◆ Extract to read:

== == ==

Restoring El Dorado: A Story About California Salmon
It was an exquisite January morning — early fog dissipating, sunlight slanting down through enormous redwoods, gentle cascades murmuring in the stillness.
High overhead, a prodigious canopy of boughs sheltered the trail leading deeper into Muir Woods National Monument, just north of San Francisco.
Along the slickrock edge of Redwood Creek, I peered into every riffle and pool, in the vain hope that I might glimpse a coho salmon — just a swirl, a fin, a silvery flash. But relentless drought had starved the creek and several miles downstream a sandbar barricaded its mouth at Muir Beach.
There would be no salmon unless a heavy rain flooded the creek, carving through the sandbar and opening the entrance for fish.
Unfortunately, this was far from the biggest problem faced by the Redwood Creek cohos. To understand, we need to go back a few hundred years, when the Ohlone Indian people lived around San Francisco Bay, and just to the north were their Coast Miwok neighbors, who fished for salmon in Redwood Creek.
Before Europeans arrived in the 1700s, California was one of the richest natural landscapes on earth. In his book, The Ohlone way, ethnographer Malcom Margolin describes a traditional culture sustained by the “virtually inexhaustible” resources of coastal California. Although traditional Ohlone hunting, gathering, and fishing demanded hard work, it also allowed what some early Christian missionaries considered scandalous amounts of time for leisure and feasting.

== == ==

◆ Instructions to follow:
Copy out the entire passage about salmon in Redwood Creek word for word.

◆ Excerpts from a point labeling dataset:

== == ==

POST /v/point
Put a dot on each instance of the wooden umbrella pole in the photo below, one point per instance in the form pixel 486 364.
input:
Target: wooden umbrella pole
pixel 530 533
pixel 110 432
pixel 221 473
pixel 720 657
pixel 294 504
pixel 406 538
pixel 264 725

== == ==

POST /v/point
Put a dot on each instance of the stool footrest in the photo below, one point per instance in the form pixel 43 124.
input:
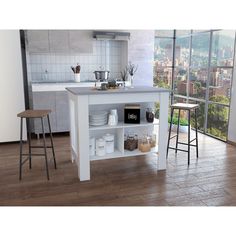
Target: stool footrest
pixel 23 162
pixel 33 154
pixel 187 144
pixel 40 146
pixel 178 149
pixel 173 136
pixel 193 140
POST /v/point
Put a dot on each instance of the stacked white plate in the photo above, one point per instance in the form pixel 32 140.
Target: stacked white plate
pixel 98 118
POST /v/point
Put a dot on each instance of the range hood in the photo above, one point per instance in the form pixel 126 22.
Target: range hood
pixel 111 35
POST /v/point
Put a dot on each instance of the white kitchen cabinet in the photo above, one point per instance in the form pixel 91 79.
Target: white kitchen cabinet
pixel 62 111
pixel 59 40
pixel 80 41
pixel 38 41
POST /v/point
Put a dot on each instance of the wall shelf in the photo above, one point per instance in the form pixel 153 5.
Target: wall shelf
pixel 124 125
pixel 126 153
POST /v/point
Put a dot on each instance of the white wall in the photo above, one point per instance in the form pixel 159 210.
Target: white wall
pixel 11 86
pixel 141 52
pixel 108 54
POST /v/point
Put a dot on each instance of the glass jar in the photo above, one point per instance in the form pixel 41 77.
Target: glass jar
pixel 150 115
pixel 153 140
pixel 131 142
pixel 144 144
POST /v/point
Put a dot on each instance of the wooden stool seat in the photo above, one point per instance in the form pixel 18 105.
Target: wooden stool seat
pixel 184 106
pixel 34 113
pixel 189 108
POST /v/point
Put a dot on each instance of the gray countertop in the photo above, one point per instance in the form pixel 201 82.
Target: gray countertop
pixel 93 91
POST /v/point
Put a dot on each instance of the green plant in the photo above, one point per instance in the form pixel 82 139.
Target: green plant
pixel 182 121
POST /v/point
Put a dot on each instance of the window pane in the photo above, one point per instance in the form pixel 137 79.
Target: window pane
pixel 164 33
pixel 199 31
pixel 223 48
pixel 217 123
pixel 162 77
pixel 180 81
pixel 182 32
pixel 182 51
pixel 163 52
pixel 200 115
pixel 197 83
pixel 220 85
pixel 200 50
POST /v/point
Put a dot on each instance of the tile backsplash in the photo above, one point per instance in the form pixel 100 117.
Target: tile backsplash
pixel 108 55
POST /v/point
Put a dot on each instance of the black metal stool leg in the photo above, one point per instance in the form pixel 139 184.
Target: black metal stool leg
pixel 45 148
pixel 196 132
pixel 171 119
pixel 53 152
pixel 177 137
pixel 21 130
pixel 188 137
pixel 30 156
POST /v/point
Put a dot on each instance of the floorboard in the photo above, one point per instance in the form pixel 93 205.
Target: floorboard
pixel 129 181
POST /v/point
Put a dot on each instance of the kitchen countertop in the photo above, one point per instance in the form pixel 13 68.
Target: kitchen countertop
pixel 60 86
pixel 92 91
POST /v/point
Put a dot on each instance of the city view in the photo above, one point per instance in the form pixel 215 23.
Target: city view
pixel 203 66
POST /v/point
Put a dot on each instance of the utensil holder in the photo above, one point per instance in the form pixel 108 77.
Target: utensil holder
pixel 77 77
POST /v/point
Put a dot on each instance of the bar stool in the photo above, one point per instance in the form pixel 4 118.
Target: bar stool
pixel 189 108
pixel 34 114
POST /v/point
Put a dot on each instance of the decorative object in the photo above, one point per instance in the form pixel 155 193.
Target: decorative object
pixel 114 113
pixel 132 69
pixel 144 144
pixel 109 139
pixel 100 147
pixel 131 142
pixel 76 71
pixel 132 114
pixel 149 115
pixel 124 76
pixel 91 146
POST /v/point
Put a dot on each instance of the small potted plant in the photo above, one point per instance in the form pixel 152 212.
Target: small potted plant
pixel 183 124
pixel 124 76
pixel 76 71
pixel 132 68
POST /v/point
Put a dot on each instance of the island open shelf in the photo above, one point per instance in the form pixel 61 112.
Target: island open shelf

== == ==

◆ Exercise answer:
Restoring El Dorado: A Story About California Salmon
It was an exquisite January morning — early fog dissipating, sunlight slanting down through enormous redwoods, gentle cascades murmuring in the stillness.
High overhead, a prodigious canopy of boughs sheltered the trail leading deeper into Muir Woods National Monument, just north of San Francisco.
Along the slickrock edge of Redwood Creek, I peered into every riffle and pool, in the vain hope that I might glimpse a coho salmon — just a swirl, a fin, a silvery flash. But relentless drought had starved the creek and several miles downstream a sandbar barricaded its mouth at Muir Beach.
There would be no salmon unless a heavy rain flooded the creek, carving through the sandbar and opening the entrance for fish.
Unfortunately, this was far from the biggest problem faced by the Redwood Creek cohos. To understand, we need to go back a few hundred years, when the Ohlone Indian people lived around San Francisco Bay, and just to the north were their Coast Miwok neighbors, who fished for salmon in Redwood Creek.
Before Europeans arrived in the 1700s, California was one of the richest natural landscapes on earth. In his book, The Ohlone way, ethnographer Malcom Margolin describes a traditional culture sustained by the “virtually inexhaustible” resources of coastal California. Although traditional Ohlone hunting, gathering, and fishing demanded hard work, it also allowed what some early Christian missionaries considered scandalous amounts of time for leisure and feasting.